Raccolga, dalle voci che seguono, ogni riga in cui compare la parola "grass".

====

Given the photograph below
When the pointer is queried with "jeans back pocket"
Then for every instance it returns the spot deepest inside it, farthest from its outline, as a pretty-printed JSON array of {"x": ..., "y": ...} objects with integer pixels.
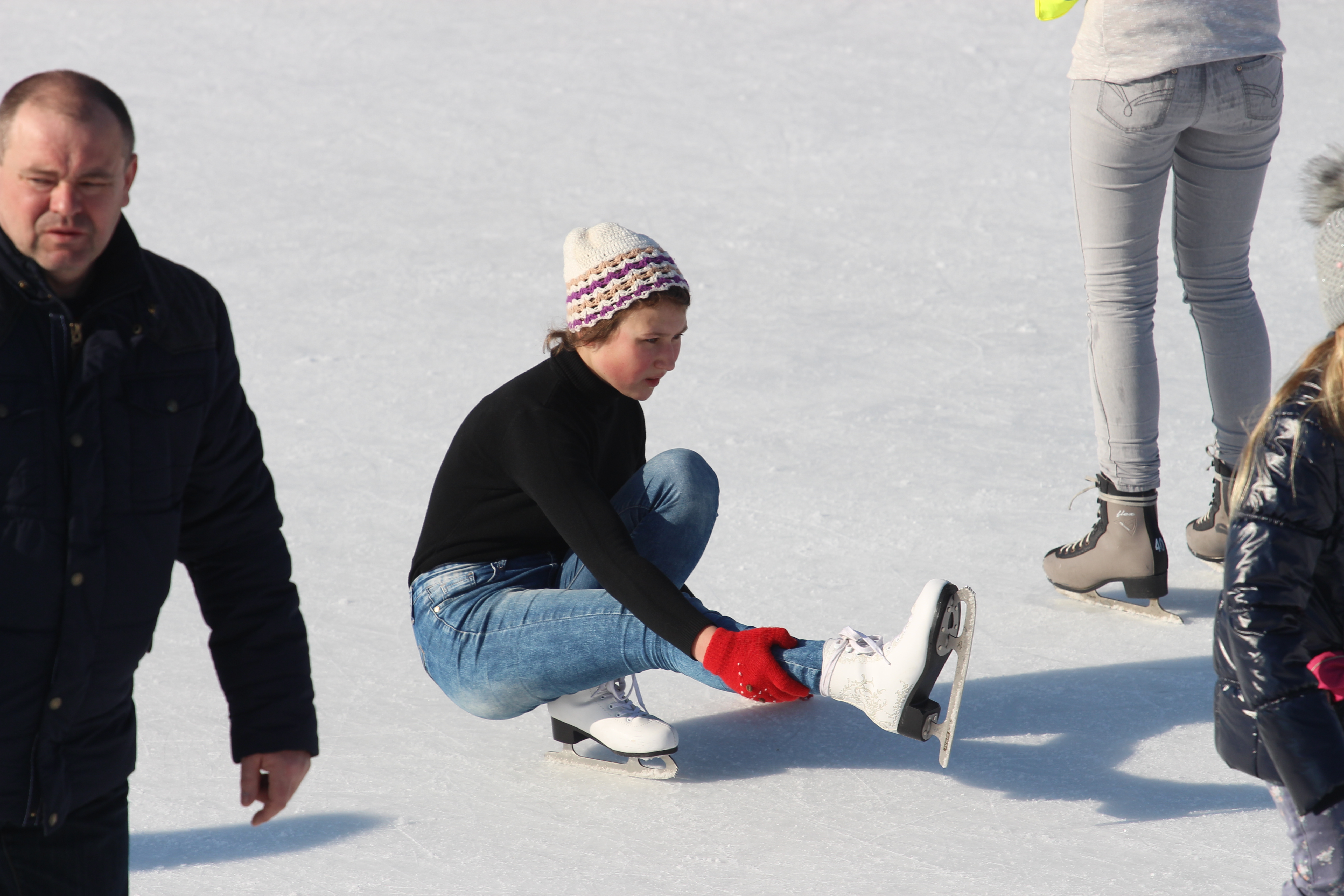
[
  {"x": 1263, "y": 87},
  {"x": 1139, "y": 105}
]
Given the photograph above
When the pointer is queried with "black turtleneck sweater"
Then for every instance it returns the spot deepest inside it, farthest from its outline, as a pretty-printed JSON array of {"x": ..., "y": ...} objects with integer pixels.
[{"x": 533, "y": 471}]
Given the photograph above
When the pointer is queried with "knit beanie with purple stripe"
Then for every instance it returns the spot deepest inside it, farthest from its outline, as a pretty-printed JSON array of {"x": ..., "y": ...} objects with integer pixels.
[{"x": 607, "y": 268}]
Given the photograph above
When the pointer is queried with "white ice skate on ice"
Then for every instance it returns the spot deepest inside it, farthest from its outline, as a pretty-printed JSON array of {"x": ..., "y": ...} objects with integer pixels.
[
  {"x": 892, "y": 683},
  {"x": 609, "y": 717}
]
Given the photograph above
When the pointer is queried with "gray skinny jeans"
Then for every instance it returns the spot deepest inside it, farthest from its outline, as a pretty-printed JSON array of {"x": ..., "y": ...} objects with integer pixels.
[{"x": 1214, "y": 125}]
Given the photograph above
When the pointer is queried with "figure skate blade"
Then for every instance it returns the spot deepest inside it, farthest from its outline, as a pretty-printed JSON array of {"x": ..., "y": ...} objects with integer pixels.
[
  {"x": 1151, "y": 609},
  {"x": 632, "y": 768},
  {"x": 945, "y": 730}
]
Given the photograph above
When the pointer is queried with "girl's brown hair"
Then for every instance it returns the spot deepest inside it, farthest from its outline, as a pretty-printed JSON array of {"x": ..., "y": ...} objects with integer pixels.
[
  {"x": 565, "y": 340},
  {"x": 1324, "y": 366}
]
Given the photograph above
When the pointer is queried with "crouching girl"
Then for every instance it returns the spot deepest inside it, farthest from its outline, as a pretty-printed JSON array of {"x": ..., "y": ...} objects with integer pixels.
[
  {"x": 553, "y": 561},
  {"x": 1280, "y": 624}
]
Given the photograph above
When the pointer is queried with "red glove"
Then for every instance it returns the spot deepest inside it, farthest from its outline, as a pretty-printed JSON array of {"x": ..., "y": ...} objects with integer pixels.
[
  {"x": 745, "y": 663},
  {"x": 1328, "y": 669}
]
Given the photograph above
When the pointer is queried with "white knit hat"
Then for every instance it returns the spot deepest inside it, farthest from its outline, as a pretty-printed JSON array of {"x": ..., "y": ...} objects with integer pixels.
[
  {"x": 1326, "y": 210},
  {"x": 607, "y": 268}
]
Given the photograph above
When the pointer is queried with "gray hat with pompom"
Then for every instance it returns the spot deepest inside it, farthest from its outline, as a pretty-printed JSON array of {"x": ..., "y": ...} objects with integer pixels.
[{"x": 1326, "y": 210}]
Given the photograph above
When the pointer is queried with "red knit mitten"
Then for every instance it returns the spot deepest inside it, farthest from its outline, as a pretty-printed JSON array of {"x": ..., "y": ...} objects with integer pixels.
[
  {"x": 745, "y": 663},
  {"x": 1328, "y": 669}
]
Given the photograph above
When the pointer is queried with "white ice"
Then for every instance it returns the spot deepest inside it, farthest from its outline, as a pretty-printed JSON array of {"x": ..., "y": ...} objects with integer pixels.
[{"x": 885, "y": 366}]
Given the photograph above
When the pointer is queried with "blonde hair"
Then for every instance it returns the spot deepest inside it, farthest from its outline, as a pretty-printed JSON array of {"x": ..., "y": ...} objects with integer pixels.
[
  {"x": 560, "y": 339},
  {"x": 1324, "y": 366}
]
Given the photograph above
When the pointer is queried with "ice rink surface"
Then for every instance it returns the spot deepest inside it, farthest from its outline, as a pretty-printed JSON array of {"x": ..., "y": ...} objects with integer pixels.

====

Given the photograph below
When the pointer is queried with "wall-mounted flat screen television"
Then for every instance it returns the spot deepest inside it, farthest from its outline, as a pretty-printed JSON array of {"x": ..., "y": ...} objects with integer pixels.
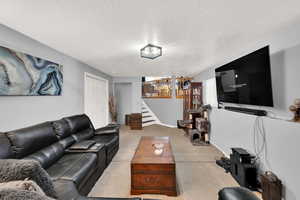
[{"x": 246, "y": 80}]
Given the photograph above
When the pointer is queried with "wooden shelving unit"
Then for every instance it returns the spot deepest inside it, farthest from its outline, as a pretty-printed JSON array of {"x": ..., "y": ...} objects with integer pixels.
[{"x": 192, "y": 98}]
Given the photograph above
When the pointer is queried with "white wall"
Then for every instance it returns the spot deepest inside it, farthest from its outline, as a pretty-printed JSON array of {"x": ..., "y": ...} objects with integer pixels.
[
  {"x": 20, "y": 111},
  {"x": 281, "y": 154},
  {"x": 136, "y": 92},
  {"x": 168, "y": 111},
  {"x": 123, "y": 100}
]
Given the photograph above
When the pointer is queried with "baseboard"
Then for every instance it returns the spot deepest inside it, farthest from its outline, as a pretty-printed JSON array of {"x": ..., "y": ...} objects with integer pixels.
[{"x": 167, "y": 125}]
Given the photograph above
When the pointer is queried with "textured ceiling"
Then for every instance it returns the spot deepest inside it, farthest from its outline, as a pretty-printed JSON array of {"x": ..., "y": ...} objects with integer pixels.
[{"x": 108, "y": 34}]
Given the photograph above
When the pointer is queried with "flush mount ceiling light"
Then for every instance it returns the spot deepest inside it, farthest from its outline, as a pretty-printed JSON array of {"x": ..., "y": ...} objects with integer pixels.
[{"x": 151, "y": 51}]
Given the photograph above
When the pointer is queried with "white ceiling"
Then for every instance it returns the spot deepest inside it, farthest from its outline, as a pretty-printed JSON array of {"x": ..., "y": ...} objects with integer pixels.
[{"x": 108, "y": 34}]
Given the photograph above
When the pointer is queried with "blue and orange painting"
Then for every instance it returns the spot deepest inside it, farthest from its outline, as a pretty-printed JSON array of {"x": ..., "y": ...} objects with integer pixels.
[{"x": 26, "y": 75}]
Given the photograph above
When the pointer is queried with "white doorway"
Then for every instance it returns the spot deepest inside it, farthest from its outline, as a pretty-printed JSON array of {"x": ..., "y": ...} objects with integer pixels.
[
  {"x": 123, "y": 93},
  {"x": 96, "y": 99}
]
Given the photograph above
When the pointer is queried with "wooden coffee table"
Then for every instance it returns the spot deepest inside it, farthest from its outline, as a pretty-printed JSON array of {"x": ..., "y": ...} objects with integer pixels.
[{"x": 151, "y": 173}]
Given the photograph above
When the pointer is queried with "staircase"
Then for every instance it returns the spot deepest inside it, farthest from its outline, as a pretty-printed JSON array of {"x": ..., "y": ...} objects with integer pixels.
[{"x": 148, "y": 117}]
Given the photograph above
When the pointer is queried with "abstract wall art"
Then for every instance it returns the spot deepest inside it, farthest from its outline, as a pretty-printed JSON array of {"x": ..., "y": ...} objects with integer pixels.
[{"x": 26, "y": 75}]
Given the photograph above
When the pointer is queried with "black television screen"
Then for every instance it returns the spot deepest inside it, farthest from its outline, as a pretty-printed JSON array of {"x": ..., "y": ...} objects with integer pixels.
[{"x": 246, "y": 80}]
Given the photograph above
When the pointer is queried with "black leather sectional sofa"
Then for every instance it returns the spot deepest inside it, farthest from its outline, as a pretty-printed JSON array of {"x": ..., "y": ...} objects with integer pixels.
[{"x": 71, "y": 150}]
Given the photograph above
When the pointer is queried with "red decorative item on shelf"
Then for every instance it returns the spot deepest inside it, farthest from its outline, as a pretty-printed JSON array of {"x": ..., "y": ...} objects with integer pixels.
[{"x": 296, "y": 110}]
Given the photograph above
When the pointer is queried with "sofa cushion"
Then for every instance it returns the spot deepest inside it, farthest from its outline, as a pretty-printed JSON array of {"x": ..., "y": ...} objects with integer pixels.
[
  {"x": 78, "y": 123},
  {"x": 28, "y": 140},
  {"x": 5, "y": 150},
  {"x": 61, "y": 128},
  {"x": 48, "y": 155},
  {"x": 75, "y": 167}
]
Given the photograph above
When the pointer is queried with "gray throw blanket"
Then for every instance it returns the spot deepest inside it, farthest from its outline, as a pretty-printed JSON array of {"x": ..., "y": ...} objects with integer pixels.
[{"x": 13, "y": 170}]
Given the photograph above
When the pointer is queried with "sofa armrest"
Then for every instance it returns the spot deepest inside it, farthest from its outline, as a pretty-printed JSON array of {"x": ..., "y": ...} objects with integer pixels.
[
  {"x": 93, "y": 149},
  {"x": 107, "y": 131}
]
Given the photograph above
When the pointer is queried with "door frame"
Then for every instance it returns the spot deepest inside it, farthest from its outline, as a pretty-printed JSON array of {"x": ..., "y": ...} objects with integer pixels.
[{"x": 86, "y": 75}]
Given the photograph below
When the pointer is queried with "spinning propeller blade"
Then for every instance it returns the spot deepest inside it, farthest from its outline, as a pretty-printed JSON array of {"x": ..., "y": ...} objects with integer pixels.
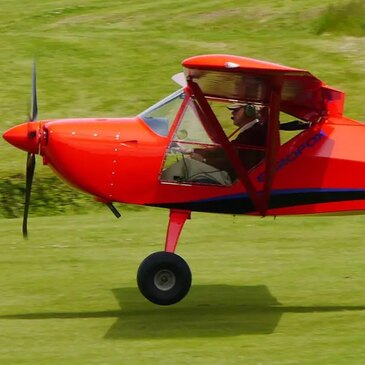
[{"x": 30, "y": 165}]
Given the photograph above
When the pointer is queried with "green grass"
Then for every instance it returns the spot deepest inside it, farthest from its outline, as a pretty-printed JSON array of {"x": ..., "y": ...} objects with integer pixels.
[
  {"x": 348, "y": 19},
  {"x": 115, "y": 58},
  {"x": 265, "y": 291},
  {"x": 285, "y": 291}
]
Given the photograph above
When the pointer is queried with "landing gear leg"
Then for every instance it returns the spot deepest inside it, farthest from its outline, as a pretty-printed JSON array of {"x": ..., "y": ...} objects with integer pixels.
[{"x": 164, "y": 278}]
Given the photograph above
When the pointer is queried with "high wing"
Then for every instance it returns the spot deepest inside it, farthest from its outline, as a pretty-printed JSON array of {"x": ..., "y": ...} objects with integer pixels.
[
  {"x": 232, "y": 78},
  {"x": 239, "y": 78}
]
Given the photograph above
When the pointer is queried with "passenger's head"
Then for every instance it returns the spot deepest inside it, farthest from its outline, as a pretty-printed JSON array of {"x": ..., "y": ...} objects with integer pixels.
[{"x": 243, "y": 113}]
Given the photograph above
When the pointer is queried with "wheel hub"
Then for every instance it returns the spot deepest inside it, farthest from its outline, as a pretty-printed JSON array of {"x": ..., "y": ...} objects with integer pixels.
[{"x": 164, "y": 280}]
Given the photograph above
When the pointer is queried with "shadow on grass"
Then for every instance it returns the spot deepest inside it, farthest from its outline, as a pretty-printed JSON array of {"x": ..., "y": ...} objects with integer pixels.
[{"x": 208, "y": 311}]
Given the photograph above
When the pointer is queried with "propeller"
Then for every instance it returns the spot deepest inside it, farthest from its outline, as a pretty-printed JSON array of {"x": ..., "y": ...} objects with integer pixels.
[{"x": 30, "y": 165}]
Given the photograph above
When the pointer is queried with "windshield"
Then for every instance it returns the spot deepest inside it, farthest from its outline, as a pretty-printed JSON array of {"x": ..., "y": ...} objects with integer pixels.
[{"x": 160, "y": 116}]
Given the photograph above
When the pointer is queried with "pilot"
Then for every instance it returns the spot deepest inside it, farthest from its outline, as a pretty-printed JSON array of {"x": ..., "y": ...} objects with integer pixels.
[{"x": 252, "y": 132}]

====

* [Soluzione]:
When the pointer is queried with "green grass"
When the pointer is queried with "shadow on grass"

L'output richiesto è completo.